Exercise description:
All lines from the one with "Indicate the man's leg" to the end need to be copied exactly, with nothing before them.

-------- Record set --------

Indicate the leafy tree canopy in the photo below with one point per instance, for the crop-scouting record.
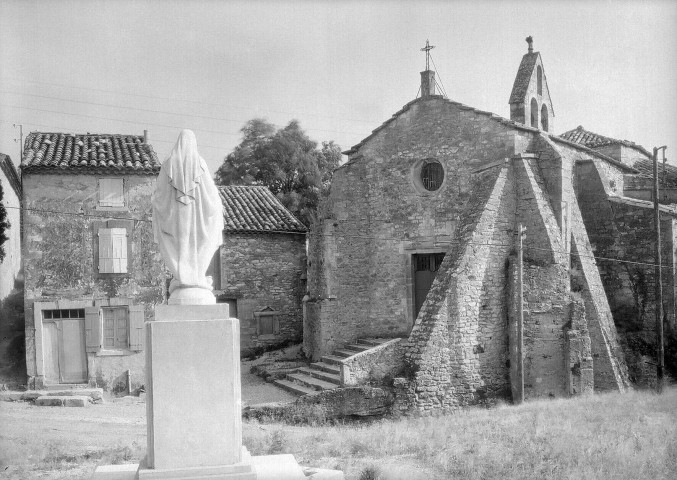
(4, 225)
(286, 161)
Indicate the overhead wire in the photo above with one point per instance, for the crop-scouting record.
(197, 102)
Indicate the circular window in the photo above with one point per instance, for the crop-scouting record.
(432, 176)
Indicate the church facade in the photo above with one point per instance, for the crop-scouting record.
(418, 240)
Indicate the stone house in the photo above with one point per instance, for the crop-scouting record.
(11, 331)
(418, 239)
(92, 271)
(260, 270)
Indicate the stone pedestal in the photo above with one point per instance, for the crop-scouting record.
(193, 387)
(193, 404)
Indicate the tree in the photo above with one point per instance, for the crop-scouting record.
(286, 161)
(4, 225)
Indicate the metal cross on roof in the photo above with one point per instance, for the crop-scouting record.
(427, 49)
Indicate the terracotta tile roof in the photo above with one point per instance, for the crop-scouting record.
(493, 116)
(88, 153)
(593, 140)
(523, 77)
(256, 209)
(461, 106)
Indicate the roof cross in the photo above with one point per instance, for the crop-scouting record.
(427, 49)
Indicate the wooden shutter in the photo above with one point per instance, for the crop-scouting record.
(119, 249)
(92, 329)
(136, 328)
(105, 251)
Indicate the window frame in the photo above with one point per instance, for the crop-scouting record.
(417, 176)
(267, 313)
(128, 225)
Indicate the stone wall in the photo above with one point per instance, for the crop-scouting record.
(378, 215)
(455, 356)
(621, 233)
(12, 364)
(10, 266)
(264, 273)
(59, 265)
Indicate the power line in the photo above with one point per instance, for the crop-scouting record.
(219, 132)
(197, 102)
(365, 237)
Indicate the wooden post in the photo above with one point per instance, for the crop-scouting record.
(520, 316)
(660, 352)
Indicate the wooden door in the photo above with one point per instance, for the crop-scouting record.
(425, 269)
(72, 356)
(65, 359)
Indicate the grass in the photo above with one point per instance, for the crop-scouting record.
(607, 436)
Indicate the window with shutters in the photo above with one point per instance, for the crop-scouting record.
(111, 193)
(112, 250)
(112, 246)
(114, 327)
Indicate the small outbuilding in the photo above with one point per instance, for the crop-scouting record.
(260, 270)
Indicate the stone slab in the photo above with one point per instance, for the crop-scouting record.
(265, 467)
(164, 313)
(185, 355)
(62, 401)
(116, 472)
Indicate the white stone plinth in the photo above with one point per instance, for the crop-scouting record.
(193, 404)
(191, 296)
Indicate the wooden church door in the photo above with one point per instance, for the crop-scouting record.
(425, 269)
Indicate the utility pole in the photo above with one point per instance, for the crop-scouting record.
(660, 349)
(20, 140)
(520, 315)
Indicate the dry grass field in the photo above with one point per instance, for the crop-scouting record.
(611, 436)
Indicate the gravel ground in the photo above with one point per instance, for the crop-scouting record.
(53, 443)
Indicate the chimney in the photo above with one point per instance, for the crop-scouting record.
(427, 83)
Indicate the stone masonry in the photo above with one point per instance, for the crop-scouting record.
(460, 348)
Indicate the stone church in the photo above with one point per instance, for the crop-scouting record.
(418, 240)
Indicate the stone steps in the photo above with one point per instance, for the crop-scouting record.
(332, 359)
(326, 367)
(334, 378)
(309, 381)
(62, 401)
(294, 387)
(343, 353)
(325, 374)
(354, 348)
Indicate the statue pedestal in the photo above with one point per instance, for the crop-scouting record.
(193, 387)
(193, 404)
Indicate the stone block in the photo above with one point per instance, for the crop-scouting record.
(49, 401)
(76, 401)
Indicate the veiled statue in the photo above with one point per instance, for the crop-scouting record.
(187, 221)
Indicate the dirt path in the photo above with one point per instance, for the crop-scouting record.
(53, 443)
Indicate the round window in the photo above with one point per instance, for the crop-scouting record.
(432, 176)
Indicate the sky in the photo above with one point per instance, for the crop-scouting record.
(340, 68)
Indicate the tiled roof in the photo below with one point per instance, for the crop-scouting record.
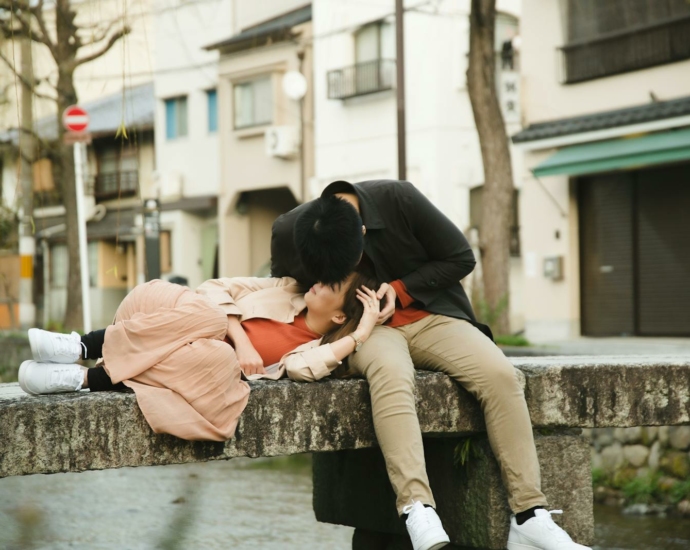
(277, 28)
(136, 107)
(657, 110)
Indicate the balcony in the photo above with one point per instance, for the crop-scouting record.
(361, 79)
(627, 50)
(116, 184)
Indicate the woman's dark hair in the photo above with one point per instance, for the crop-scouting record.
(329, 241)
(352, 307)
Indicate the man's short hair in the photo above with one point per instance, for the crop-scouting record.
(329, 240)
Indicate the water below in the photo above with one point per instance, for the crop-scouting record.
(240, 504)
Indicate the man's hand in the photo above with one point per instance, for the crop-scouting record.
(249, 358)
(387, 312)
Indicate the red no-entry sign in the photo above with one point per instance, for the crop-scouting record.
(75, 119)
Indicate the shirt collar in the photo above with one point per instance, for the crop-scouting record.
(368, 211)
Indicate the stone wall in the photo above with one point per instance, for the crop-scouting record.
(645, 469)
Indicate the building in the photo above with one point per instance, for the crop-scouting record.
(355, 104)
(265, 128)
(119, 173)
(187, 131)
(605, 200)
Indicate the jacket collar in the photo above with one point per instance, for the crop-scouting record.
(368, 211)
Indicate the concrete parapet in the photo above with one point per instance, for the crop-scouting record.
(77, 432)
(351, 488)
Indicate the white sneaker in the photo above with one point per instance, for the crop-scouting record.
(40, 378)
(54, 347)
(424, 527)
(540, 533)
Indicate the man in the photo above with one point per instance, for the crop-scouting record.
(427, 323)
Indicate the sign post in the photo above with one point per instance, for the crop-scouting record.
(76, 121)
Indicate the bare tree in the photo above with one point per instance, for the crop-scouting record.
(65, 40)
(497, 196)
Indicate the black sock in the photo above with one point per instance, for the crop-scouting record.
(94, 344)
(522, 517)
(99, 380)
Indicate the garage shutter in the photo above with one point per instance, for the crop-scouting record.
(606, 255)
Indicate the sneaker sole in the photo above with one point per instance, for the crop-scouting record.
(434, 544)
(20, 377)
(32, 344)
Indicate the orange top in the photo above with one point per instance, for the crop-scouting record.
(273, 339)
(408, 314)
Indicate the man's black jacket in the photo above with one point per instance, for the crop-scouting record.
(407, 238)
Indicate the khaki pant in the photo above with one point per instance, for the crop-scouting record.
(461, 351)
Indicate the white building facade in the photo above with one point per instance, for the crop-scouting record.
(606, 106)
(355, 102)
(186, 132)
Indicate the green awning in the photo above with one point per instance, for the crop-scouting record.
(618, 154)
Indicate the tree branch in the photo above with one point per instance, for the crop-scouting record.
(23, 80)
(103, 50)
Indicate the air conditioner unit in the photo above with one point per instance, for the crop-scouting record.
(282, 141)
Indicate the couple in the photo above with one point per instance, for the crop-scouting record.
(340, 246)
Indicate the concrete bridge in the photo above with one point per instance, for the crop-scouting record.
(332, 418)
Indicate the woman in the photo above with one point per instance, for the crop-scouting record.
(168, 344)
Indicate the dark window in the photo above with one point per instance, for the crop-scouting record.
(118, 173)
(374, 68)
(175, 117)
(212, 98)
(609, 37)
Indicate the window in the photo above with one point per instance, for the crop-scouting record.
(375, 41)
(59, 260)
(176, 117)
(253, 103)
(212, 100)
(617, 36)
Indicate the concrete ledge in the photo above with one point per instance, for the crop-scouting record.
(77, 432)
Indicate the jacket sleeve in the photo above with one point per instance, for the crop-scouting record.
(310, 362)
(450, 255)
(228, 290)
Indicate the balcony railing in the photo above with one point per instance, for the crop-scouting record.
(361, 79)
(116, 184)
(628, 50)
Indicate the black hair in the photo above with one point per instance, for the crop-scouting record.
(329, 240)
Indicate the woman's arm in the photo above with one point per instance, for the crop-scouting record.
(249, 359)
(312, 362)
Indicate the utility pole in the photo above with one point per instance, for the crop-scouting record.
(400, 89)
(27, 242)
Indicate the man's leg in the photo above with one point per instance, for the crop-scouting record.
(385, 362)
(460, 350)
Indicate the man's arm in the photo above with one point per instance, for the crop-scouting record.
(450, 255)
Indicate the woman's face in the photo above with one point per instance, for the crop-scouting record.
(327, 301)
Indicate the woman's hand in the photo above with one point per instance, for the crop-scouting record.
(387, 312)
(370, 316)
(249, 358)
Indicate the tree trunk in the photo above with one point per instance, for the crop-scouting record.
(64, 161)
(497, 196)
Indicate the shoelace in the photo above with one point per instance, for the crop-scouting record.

--------

Completed exercise:
Indicate the man's leg in the photo above with one point per instance, for the crop-scouting record.
(385, 362)
(460, 350)
Indicate the man's arm in the photo above with one point per instance, for the crop-scouting record.
(450, 255)
Indicate the woman's face in the photo above with one point per instance, for the crop-scouting record.
(327, 301)
Indicate the woman's hand in the photo above with one point per instance, for the crop-scouting record.
(387, 312)
(370, 316)
(249, 358)
Indicate the tree trunk in the photo above with one point per instance, for the crop-scouting record.
(64, 161)
(497, 196)
Indicate the shoelace in the photo above with one point per instance, for the crop-scouting record.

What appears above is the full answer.